── Provided material
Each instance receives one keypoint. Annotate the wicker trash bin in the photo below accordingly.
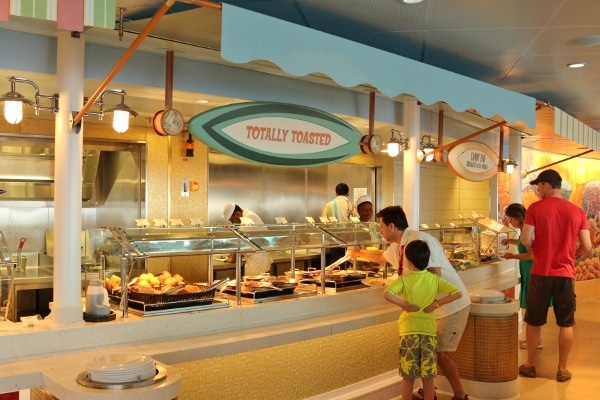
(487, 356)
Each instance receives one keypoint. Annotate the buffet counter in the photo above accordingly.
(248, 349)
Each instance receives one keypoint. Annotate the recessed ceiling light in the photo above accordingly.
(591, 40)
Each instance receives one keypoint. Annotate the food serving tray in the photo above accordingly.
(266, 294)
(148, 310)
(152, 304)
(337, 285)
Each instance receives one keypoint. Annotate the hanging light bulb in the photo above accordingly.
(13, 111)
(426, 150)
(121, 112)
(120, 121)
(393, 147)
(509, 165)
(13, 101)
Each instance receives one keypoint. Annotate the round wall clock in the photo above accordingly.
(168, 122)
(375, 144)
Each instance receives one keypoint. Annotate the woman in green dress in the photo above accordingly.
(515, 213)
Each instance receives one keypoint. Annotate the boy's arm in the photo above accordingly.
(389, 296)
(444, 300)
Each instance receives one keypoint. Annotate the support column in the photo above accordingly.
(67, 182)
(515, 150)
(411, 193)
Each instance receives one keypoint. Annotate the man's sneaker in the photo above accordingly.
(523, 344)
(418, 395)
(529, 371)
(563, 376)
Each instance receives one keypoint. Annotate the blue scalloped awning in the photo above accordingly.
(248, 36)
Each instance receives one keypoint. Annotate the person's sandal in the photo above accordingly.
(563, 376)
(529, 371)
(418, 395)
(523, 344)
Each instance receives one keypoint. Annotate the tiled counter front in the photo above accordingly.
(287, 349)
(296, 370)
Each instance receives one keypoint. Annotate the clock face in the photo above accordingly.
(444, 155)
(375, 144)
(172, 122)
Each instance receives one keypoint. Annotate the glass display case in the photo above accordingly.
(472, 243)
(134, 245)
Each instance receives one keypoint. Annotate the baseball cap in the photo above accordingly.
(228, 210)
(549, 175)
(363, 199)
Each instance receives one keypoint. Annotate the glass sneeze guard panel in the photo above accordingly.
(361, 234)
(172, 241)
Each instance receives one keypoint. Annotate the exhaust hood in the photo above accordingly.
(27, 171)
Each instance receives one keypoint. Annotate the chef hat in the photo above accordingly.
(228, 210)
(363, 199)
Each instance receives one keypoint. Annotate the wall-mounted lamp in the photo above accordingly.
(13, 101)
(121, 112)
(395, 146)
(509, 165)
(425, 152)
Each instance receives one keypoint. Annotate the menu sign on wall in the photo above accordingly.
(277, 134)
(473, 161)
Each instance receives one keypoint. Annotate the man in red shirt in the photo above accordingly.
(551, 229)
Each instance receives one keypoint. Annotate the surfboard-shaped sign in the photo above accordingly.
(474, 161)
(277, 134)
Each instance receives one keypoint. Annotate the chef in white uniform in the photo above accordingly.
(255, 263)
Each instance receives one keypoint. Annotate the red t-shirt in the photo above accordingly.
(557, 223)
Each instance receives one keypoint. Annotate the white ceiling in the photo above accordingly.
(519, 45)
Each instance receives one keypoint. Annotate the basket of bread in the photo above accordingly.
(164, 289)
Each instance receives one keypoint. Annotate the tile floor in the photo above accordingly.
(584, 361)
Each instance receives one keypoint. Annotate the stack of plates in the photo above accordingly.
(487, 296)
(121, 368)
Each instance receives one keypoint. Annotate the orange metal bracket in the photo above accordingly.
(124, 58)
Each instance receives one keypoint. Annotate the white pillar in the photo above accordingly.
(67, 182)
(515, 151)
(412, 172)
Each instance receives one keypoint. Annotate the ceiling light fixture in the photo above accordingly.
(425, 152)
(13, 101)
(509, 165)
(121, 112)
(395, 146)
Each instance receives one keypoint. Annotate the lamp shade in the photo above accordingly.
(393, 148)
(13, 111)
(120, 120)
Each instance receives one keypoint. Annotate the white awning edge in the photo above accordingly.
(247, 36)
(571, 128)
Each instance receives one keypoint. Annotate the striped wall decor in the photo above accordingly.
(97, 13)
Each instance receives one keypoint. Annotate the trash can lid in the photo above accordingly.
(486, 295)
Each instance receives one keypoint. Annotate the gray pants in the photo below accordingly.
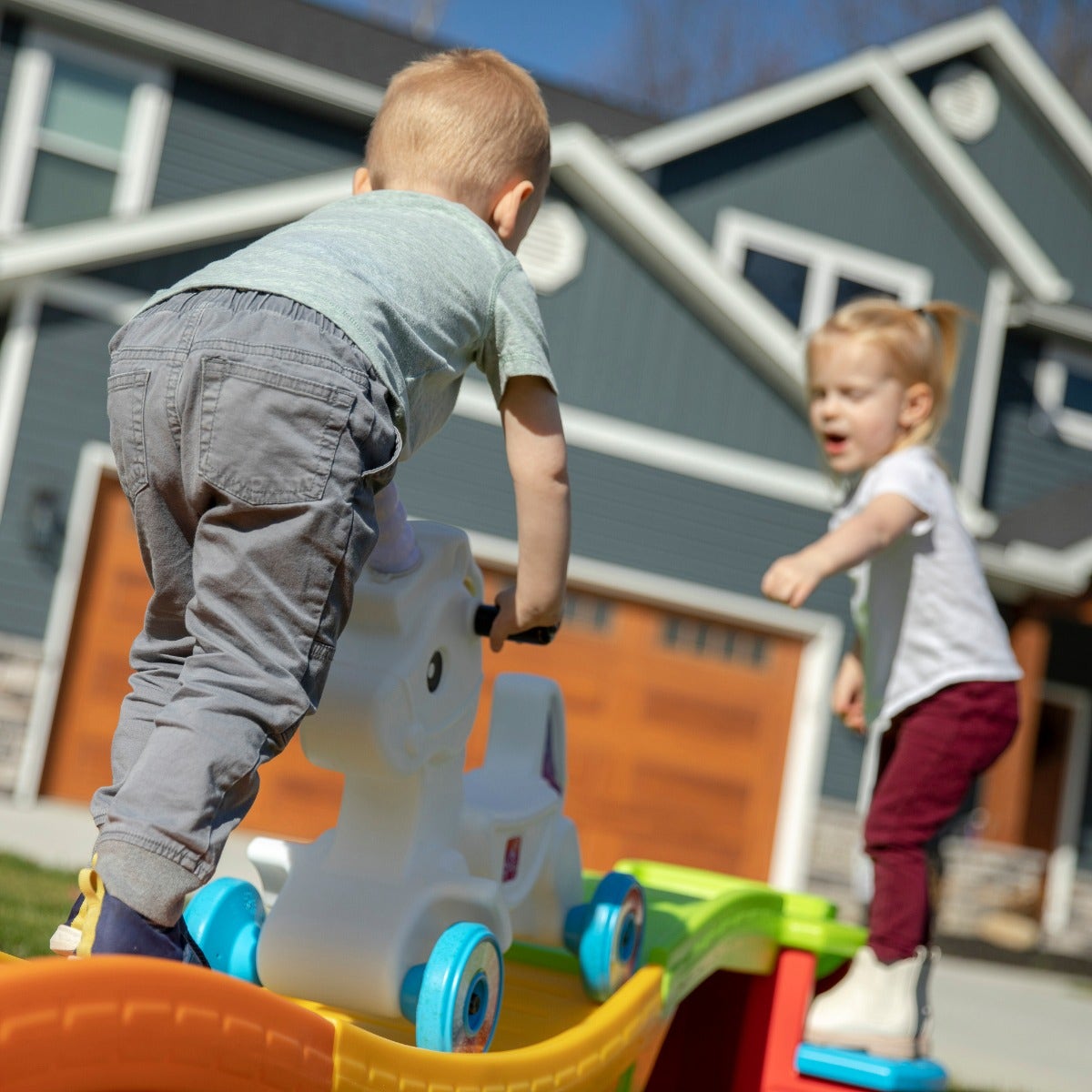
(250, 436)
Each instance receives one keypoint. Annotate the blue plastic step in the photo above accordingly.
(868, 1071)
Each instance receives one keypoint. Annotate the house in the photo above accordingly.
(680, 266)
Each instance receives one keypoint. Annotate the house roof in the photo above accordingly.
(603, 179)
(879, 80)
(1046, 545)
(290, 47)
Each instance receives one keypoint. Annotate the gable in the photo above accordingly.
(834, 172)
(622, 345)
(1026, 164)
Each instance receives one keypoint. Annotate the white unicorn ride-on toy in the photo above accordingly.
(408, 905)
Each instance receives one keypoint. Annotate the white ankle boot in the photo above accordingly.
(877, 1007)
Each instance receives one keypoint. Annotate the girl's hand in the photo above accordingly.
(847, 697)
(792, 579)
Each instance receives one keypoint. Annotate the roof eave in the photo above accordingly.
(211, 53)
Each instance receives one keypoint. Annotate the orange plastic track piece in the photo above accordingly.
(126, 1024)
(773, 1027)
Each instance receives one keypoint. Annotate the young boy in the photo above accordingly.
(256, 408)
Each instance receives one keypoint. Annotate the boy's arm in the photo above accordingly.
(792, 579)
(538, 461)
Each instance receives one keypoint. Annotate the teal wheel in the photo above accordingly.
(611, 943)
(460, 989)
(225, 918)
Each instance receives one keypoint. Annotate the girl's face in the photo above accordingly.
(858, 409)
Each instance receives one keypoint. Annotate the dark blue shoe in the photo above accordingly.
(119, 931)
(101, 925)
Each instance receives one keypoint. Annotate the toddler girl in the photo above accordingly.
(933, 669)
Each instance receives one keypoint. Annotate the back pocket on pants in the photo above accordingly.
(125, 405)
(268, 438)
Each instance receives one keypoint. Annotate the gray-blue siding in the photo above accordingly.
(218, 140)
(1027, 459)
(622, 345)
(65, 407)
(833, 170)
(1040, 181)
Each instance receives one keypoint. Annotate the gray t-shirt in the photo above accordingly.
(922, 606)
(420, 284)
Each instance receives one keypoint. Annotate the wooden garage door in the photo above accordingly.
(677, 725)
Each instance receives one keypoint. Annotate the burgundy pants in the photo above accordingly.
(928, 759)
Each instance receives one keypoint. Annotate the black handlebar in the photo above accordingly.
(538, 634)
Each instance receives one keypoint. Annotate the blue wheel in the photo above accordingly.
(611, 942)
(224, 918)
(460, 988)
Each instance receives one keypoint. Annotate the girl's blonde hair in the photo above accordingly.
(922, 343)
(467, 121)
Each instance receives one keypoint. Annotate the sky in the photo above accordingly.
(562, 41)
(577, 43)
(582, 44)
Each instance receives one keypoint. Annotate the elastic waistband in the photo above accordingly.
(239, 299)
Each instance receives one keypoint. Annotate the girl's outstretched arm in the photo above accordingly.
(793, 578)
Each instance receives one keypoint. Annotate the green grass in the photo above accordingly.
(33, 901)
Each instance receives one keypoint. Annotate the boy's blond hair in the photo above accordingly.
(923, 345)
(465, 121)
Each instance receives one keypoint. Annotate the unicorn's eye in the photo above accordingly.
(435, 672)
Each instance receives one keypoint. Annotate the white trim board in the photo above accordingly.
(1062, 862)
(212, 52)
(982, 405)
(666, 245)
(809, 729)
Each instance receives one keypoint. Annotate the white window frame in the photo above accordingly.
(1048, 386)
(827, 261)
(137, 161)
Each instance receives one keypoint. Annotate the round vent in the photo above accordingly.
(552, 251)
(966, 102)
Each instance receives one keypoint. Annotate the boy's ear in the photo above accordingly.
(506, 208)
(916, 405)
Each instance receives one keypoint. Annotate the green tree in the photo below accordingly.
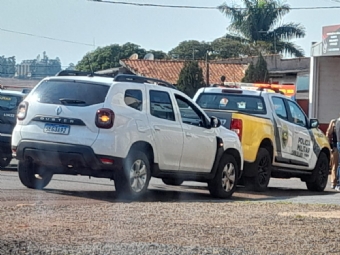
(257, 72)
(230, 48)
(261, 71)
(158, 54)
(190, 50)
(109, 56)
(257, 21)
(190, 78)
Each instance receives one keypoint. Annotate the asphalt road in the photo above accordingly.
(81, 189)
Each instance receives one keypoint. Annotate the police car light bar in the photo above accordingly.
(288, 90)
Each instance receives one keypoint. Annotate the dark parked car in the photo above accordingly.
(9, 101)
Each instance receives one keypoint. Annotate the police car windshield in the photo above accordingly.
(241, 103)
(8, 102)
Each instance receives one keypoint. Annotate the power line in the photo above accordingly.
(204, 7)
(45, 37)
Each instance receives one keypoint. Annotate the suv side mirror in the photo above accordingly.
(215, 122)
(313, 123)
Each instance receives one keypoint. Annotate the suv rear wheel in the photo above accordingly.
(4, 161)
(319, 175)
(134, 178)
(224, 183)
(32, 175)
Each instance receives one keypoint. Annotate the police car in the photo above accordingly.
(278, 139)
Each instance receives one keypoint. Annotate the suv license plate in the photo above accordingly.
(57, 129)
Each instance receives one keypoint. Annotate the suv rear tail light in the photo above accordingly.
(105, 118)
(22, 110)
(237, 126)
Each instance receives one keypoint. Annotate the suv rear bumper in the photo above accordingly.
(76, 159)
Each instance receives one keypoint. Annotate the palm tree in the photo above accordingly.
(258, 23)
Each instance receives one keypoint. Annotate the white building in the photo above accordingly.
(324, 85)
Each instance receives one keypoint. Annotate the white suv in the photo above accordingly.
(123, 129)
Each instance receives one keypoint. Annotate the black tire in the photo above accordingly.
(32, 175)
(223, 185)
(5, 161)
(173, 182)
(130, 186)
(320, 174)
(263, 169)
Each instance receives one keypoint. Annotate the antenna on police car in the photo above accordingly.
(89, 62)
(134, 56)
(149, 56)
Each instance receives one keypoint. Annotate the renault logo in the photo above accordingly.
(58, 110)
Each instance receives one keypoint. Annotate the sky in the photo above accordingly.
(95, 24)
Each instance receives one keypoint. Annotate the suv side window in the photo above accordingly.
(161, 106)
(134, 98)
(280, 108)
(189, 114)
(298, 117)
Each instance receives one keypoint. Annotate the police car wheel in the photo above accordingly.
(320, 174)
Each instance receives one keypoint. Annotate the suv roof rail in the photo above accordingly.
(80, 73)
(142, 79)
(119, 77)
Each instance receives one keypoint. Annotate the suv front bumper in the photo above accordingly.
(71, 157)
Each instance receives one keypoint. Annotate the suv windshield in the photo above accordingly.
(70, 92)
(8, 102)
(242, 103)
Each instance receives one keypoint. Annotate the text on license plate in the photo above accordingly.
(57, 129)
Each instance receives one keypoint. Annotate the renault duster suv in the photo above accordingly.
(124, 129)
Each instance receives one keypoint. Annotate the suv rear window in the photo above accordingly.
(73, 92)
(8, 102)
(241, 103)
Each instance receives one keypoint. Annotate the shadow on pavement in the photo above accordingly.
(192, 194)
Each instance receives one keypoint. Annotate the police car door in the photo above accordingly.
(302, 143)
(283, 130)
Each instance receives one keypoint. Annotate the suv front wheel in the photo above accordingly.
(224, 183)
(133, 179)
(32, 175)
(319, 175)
────
● What you need to do
Convert the lines starting with the line containing "Each instance receives one keypoint. Annotate the text" and going on through the end of the records into a JSON list of strings, one string per line, leaving out blank lines.

● Written answer
[
  "Each instance receives one keypoint. Annotate the text on license plate in the photo above accordingly.",
  "(57, 129)",
  "Each instance receives one keypoint. Annotate the renault duster suv in the photo above accordingly.",
  "(124, 129)",
  "Each instance receives one keypoint. Annotate the suv rear window in the photo above accordingly.",
  "(73, 92)",
  "(8, 102)",
  "(241, 103)",
  "Each instance receives one keypoint. Annotate the shadow on pavement in the photo above accordingly.",
  "(192, 194)",
  "Each instance receives one keypoint. Annotate the police car door in the photo above accordingly.",
  "(302, 143)",
  "(283, 130)",
  "Each instance receives one keypoint. Annotate the suv front wheel in the photo above accordingly.",
  "(224, 183)",
  "(133, 179)",
  "(32, 175)",
  "(319, 175)"
]